Unique digital identifiers everywhere

A recent letter in Nature:

Members of the Consortium of European Taxonomic Facilities have adopted a consistent citation system for an estimated 20 million biological and geological specimens from European collections. We encourage researchers, publishers and other institutions to engage with this initiative by citing the full specimen identifier in their publications and data sets. These specimens provide reference material for research on evolution, genetics, mineralogy, ecology and taxonomy — hence the need for a reliable identification system for citation (see A. Güntsch et al. Database 1, bax003; 2017). Our system assigns a unique and permanent Uniform Resource Identifier (URI) to each specimen. It follows Linked Open Data principles (see www.w3.org/tr/ld-bp) by including a redirection facility to human- and machine readable representations of the specimen. It also gives credit to the collectors and custodians. For example, the alpine plant specimen Leptinella scariosa Cass., held by the Royal Botanic Garden in Edinburgh, UK, and collected in Chile by Charles Darwin in 1834, is referred to by the URI http://data.rbge.org.uk/ herb/E00070244.

Quentin Groom, Botanic Garden Meise, Belgium.
Roger Hyam, Royal Botanic Garden Edinburgh, UK.

**COMPLETE THE FOLLOWING**
• a. In the post on unique digital identifiers, which institution holds the Leptinella scariosa specimen that Charles Darwin collected?
• b. Pick up the post on unique digital identifiers after its final line and keep writing.
These rows come from a separate source.

Data excerpts:
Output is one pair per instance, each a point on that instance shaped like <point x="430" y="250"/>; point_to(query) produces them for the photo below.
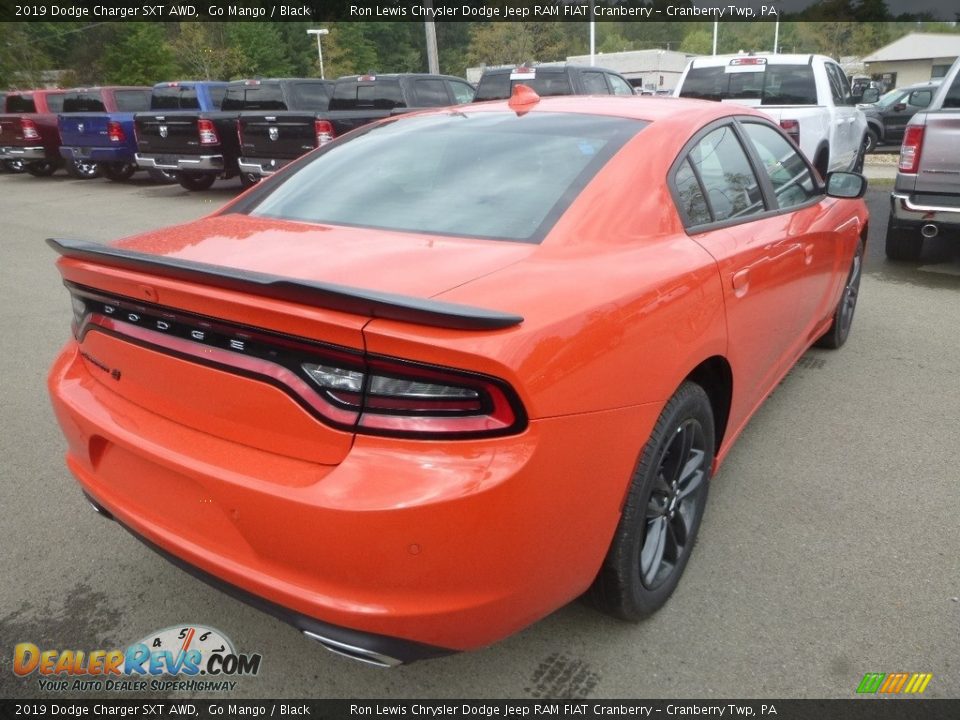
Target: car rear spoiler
<point x="359" y="301"/>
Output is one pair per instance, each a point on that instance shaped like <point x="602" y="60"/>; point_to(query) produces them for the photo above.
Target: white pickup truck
<point x="807" y="94"/>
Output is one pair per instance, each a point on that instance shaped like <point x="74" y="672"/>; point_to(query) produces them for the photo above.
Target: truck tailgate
<point x="277" y="135"/>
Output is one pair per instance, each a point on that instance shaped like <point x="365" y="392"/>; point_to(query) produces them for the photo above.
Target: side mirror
<point x="846" y="185"/>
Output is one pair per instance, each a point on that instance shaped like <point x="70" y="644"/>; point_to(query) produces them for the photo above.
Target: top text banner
<point x="320" y="11"/>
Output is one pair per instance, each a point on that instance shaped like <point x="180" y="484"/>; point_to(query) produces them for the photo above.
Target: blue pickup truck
<point x="97" y="128"/>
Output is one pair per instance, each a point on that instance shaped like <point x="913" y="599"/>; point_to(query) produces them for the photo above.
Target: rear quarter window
<point x="21" y="104"/>
<point x="132" y="100"/>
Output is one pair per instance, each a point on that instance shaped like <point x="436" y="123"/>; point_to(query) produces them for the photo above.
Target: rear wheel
<point x="162" y="176"/>
<point x="839" y="330"/>
<point x="42" y="168"/>
<point x="196" y="181"/>
<point x="665" y="503"/>
<point x="903" y="243"/>
<point x="119" y="172"/>
<point x="83" y="169"/>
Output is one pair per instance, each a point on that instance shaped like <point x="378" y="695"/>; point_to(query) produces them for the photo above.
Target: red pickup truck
<point x="28" y="130"/>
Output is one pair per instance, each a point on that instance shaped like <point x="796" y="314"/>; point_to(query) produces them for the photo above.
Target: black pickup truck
<point x="200" y="146"/>
<point x="270" y="140"/>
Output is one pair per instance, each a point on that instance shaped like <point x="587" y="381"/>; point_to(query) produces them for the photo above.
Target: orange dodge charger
<point x="443" y="375"/>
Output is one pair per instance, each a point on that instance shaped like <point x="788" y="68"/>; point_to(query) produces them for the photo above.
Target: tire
<point x="83" y="170"/>
<point x="119" y="172"/>
<point x="903" y="244"/>
<point x="41" y="168"/>
<point x="661" y="516"/>
<point x="162" y="176"/>
<point x="196" y="181"/>
<point x="839" y="330"/>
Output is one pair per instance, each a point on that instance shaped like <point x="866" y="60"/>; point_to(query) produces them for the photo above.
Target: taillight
<point x="324" y="131"/>
<point x="115" y="132"/>
<point x="208" y="132"/>
<point x="345" y="388"/>
<point x="792" y="128"/>
<point x="29" y="129"/>
<point x="910" y="150"/>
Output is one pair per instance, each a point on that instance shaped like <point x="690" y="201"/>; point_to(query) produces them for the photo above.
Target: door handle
<point x="741" y="280"/>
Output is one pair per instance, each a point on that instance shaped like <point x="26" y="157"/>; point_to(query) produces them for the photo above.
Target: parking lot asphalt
<point x="830" y="546"/>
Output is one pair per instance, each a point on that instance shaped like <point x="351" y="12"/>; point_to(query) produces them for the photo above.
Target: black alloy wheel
<point x="665" y="503"/>
<point x="196" y="181"/>
<point x="41" y="168"/>
<point x="119" y="172"/>
<point x="839" y="330"/>
<point x="83" y="169"/>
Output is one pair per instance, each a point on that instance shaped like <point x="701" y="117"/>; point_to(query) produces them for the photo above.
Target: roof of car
<point x="649" y="108"/>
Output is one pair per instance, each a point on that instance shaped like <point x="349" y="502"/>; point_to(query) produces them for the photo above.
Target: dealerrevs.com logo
<point x="187" y="657"/>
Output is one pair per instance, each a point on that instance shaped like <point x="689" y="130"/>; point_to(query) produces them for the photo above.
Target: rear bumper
<point x="23" y="153"/>
<point x="261" y="167"/>
<point x="910" y="209"/>
<point x="448" y="546"/>
<point x="185" y="163"/>
<point x="97" y="154"/>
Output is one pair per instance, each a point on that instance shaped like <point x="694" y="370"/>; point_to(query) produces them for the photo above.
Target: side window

**REPLIES**
• a. The Royal Botanic Garden in Edinburgh, UK.

• b.
Anton Güntsch, Botanic Garden and Botanical Museum, Berlin, Germany.

Genebanks are doing something very similar.

2 Replies to “Unique digital identifiers everywhere”

  1. This mentions a Darwin collection at the RBG Edinburgh. I was personally involved in recognizing the Darwin collections at Edinburgh in about 1970. The technicians were laying out specimens from a gift from Glasgow University (they were closing down their herbarium). I was browsing (idly) through the samples and saw some familiar locations – southern South America from the Beagle voyage. There was nothing more on the herbarium sheets than handwritten locations. They turned out to be a lot of Darwin collections sent to William Jackson Hooker by Darwin for identification, in about 1839. Hooker was then the Prof of Botany at Glasgow before moving to become Director at the RGSs Kew in 1841.